• **WHAT YOU ARE ASKED TO DO**:
Print the data below line for line, leaving out any pictures.

--- DATA IN THIS EXERCISE ---

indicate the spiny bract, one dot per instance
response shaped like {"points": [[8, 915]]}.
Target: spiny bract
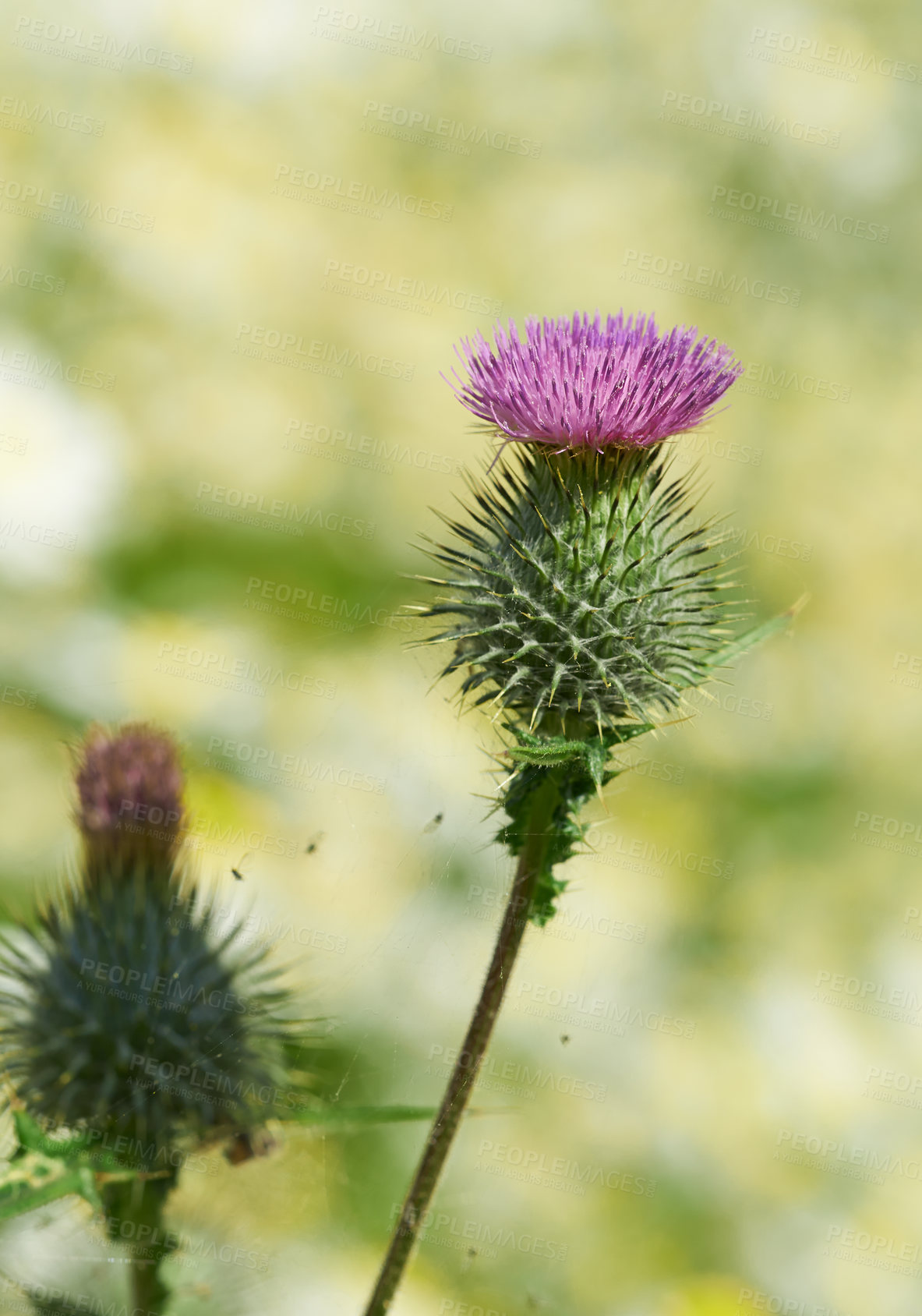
{"points": [[581, 590]]}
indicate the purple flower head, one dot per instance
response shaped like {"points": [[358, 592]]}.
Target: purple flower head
{"points": [[581, 384], [129, 790]]}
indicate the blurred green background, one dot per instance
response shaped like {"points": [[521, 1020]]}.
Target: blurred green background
{"points": [[238, 244]]}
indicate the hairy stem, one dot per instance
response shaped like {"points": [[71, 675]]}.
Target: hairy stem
{"points": [[474, 1048], [134, 1215]]}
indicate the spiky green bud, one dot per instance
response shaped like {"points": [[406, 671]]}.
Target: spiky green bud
{"points": [[129, 1010], [583, 590]]}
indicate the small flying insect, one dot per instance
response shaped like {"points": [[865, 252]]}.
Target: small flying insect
{"points": [[238, 872]]}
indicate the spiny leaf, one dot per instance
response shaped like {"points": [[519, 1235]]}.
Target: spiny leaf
{"points": [[750, 639]]}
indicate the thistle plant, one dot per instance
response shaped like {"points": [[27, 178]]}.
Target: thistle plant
{"points": [[136, 1031], [581, 599]]}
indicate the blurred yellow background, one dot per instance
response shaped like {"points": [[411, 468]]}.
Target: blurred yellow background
{"points": [[239, 242]]}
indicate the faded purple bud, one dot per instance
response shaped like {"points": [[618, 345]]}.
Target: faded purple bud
{"points": [[578, 384], [130, 790]]}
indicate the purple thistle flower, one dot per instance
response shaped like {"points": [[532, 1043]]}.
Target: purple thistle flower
{"points": [[579, 384], [130, 788]]}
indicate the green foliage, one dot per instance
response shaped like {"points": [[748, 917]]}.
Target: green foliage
{"points": [[581, 767]]}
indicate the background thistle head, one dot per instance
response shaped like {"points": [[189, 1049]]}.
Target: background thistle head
{"points": [[129, 786], [134, 1008], [581, 384]]}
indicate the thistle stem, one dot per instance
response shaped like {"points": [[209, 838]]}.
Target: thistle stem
{"points": [[140, 1206], [465, 1074]]}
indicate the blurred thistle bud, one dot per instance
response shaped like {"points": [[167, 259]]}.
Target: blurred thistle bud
{"points": [[133, 1010], [581, 594], [129, 788]]}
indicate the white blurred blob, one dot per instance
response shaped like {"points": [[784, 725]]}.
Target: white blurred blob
{"points": [[55, 497]]}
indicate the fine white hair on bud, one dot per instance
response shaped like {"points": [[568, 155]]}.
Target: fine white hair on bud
{"points": [[581, 589]]}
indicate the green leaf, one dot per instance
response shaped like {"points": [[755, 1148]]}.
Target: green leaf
{"points": [[32, 1138], [750, 639]]}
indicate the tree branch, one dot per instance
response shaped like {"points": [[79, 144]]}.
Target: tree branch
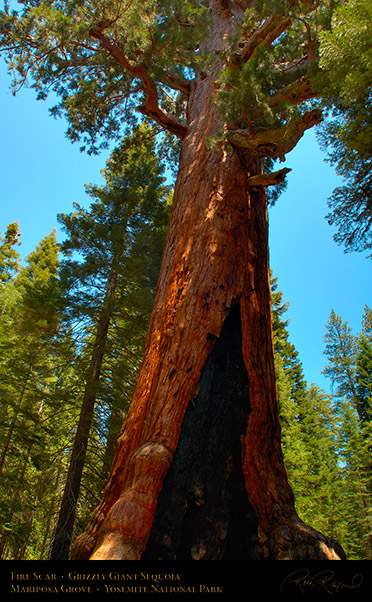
{"points": [[296, 92], [270, 179], [275, 142], [177, 82], [151, 105], [265, 35]]}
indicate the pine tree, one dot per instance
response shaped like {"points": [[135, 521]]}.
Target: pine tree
{"points": [[9, 257], [126, 218], [232, 81], [353, 435], [27, 375], [345, 59], [340, 350], [364, 369]]}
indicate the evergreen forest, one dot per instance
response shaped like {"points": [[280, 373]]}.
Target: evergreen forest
{"points": [[74, 313]]}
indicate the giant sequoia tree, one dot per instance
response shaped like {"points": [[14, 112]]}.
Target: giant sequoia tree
{"points": [[198, 471]]}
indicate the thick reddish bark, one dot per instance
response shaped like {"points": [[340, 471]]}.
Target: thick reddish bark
{"points": [[216, 257]]}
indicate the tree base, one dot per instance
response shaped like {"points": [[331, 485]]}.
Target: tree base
{"points": [[203, 510]]}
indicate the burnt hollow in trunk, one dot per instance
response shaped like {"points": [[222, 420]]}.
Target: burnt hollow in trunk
{"points": [[203, 511]]}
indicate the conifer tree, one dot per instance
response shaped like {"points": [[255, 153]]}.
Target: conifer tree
{"points": [[126, 218], [9, 257], [345, 57], [27, 374], [232, 80]]}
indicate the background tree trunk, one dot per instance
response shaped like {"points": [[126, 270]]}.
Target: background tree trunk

---

• **CORRECT ANSWER**:
indicate the spiny bract, one dot per instance
response shaped like {"points": [[8, 915]]}.
Target: spiny bract
{"points": [[581, 590]]}
indicate the purple flower head, one dot per instance
response shaped like {"points": [[358, 592]]}.
Target: purple flower head
{"points": [[581, 384], [129, 790]]}
indicate the blurred green background, one dot per instance
response shaped like {"points": [[521, 1020]]}.
Target: blurred green background
{"points": [[238, 244]]}
indicate the hairy stem, one dot per instance
response shaped like {"points": [[71, 675]]}.
Target: hairy stem
{"points": [[474, 1048], [134, 1215]]}
indicate the spiky green bud, one dot per instance
response shaped like {"points": [[406, 671]]}.
Target: spiky green bud
{"points": [[129, 1010], [583, 590]]}
indicate the small flying insect, one dot per instance
response shaped like {"points": [[865, 252]]}.
Target: small flying insect
{"points": [[238, 872]]}
indicate the spiny leaf, one dot per instance
response shaped like {"points": [[519, 1235]]}.
Target: spiny leaf
{"points": [[750, 639]]}
indicate the thistle plant, one dot per instance
response shaped like {"points": [[27, 178]]}.
Target: thistle plant
{"points": [[136, 1031], [581, 599]]}
indicate the blurred yellow background, one dot per instance
response shaped like {"points": [[411, 468]]}.
Target: blurred yellow background
{"points": [[239, 242]]}
indicate the faded purple bud, one dot per instance
response shaped like {"points": [[618, 345]]}.
Target: faded purple bud
{"points": [[578, 384], [130, 790]]}
indicate the purple thistle flower, one dot per instance
response shaped like {"points": [[532, 1043]]}.
Target: purple thistle flower
{"points": [[579, 384], [130, 788]]}
indicate the green foliage, one dot per instance
response shaped like {"points": [[748, 917]]}.
Target: green foliage
{"points": [[581, 767]]}
indicate the background thistle head, one dot per instance
response shaped like {"points": [[189, 1049]]}.
Target: background thistle head
{"points": [[129, 786], [134, 1008], [581, 384]]}
indicate the thistle stem, one dot per instance
response shaped like {"points": [[209, 838]]}.
Target: thistle stem
{"points": [[140, 1206], [465, 1074]]}
indicate the blurred thistle bud, one dot per instance
response shaped like {"points": [[167, 259]]}.
Target: blurred thistle bud
{"points": [[133, 1010], [581, 594], [129, 788]]}
indicate the white blurred blob, one dot per instance
response shaped like {"points": [[784, 725]]}.
Target: white blurred blob
{"points": [[55, 497]]}
indicate the fine white hair on bud, one dot per instance
response shaped like {"points": [[568, 155]]}.
Target: fine white hair on bud
{"points": [[581, 589]]}
indicate the green leaf, one dot per instance
response shaped like {"points": [[755, 1148]]}.
Target: green leaf
{"points": [[32, 1138], [750, 639]]}
indicate the tree branch, one dot per instance
response shaped like {"points": [[79, 144]]}.
Target: tree branch
{"points": [[296, 92], [270, 179], [275, 142], [177, 82], [151, 105], [265, 35]]}
indicate the pine tree, one dot per instance
response shaped like {"points": [[135, 521]]}.
Target: pine tree
{"points": [[9, 257], [126, 218], [232, 81], [353, 435], [27, 375], [345, 59], [340, 350], [364, 369]]}
indicate the evergreen forest, one dot per instance
response shaped like {"points": [[280, 373]]}.
Target: evergreen forest
{"points": [[74, 313]]}
indicate the giant sequoia tree, one dot per instance
response shaped like {"points": [[14, 112]]}.
Target: giant sequoia tree
{"points": [[198, 471]]}
indicate the thick reddish bark, one dot per instance
response shaped like {"points": [[340, 471]]}.
Target: thick reddish bark
{"points": [[216, 257]]}
indicate the tree base, one dot per instance
response shaped like {"points": [[331, 485]]}.
Target: tree base
{"points": [[203, 510]]}
indicate the burnt hollow in trunk, one dot per instance
response shaped like {"points": [[222, 420]]}.
Target: burnt hollow in trunk
{"points": [[203, 511]]}
indicate the conifer tree, one dot per instance
response shaped like {"points": [[255, 153]]}.
Target: conifer tree
{"points": [[126, 218], [9, 257], [345, 57], [27, 374], [232, 80]]}
indicate the background tree trunk, one dot per instance
response shaped like {"points": [[126, 270]]}.
Target: background tree trunk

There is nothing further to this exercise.